----- DATA FOR THE TASK
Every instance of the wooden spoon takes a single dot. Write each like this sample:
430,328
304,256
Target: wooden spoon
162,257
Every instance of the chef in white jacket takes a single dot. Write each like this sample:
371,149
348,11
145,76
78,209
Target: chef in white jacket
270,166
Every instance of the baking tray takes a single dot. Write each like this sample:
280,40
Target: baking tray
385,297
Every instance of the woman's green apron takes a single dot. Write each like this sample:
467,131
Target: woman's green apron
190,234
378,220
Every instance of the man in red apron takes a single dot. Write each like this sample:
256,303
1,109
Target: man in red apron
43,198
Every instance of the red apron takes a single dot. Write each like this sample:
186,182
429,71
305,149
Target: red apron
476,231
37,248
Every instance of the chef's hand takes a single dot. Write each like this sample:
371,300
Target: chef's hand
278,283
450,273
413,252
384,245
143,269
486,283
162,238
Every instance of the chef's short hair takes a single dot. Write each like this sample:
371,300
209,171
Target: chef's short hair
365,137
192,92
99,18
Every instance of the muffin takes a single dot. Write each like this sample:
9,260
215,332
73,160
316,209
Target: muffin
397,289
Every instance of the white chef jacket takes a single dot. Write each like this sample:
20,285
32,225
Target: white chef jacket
----------
----- DATA FOR THE TASK
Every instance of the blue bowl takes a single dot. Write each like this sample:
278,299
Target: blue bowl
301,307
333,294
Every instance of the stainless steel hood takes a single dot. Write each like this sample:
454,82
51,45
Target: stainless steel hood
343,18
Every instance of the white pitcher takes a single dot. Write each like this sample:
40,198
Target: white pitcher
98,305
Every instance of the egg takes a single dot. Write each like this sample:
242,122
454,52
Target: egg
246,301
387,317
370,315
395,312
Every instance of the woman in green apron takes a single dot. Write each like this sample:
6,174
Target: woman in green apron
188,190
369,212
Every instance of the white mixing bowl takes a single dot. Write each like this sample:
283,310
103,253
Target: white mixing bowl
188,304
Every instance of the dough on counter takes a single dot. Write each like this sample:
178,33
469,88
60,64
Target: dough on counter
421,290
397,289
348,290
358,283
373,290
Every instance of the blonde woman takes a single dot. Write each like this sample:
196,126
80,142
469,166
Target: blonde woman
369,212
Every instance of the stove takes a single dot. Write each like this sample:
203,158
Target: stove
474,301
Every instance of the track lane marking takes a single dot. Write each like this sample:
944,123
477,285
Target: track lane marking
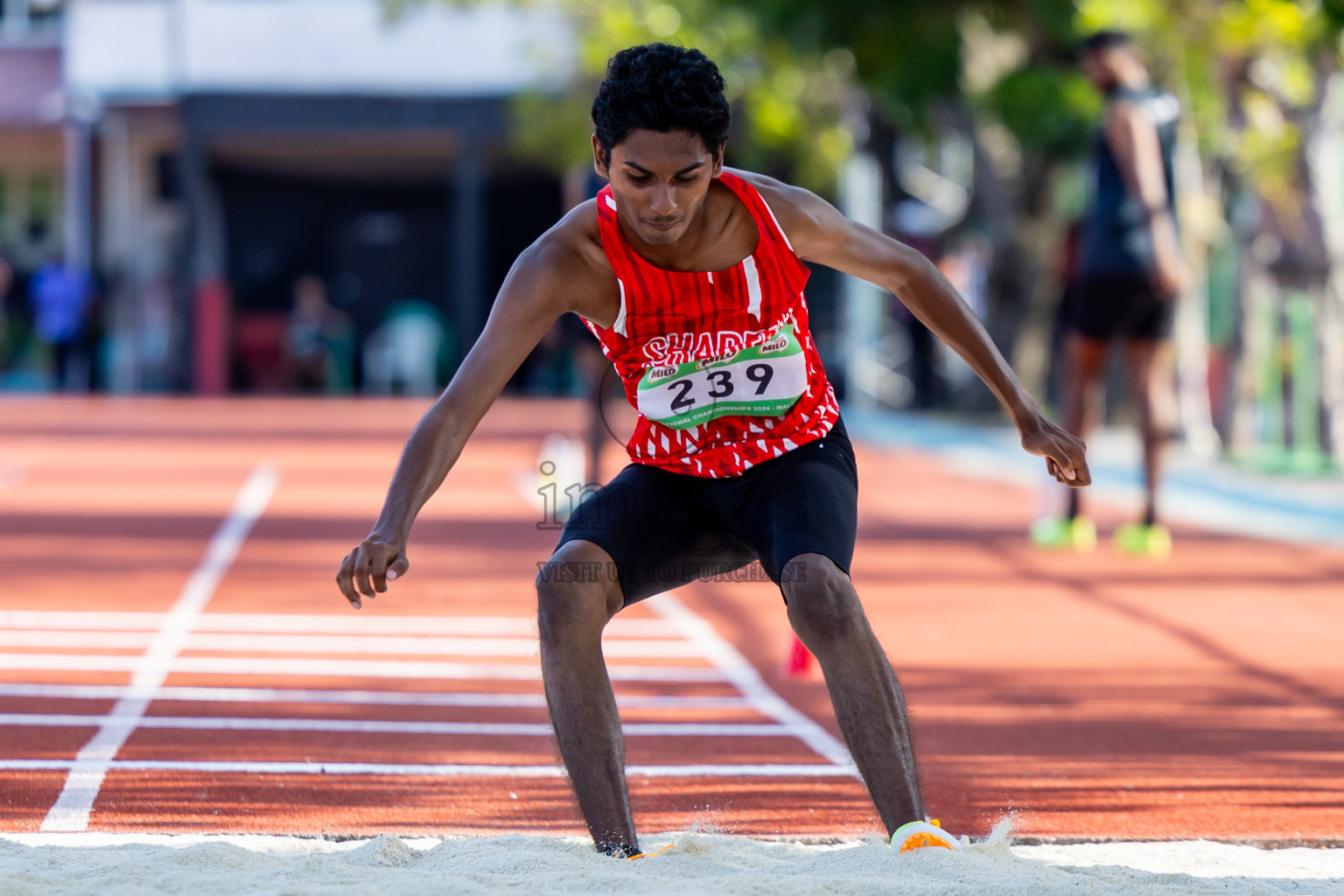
----------
----- DATA FOR THE TASK
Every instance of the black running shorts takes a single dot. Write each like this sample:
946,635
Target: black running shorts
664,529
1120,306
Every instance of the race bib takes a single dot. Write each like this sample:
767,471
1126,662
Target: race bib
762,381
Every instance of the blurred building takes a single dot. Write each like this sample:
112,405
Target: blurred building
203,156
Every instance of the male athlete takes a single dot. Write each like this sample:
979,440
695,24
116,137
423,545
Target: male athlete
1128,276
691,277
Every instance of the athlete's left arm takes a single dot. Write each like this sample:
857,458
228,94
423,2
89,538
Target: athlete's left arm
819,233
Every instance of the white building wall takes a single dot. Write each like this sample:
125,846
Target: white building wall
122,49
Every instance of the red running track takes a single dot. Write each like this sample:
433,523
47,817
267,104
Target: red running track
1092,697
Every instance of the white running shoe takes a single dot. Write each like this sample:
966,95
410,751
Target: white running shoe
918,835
----------
▸ **TASK**
Swap "single dot" for "single point" throughout the stretch from the line containing "Every instance of the chef in" through the line containing "Target: white chef jacket", and give back only those lines with nothing else changed.

▸ **SOLUTION BELOW**
Every instance of the chef in white jacket takes a single point. Write each like this sample:
371,149
348,11
145,76
78,209
Target: chef in white jacket
270,166
Every instance of the baking tray takes a single point. Write each like this sample:
280,40
Target: baking tray
385,297
Every instance of the woman's green apron takes a single point. Write each like this sample:
467,131
Target: woman's green apron
190,234
378,220
Every instance of the man in red apron takes a single point. Write each like this sample:
256,303
1,109
Target: man in red apron
43,198
Every instance of the red apron takes a single point. Write each like this sample:
186,182
429,71
305,149
Target: red apron
476,231
37,248
Every instance of the chef's hand takes a single point. Write each like this sample:
371,300
Target: chef's hand
278,283
450,273
413,252
384,245
143,269
486,283
162,238
Every instance of the chef's short hair takes a single point. Write each like this sample:
371,300
209,171
Target: chef's short hair
365,137
192,92
99,18
Every instance of the muffin takes a single point. Write each like this sample:
9,260
215,332
73,160
316,209
Target: muffin
397,289
Every instance of the white chef jacket takes a single point. Write each like this sample:
20,285
32,225
Target: white chef jacket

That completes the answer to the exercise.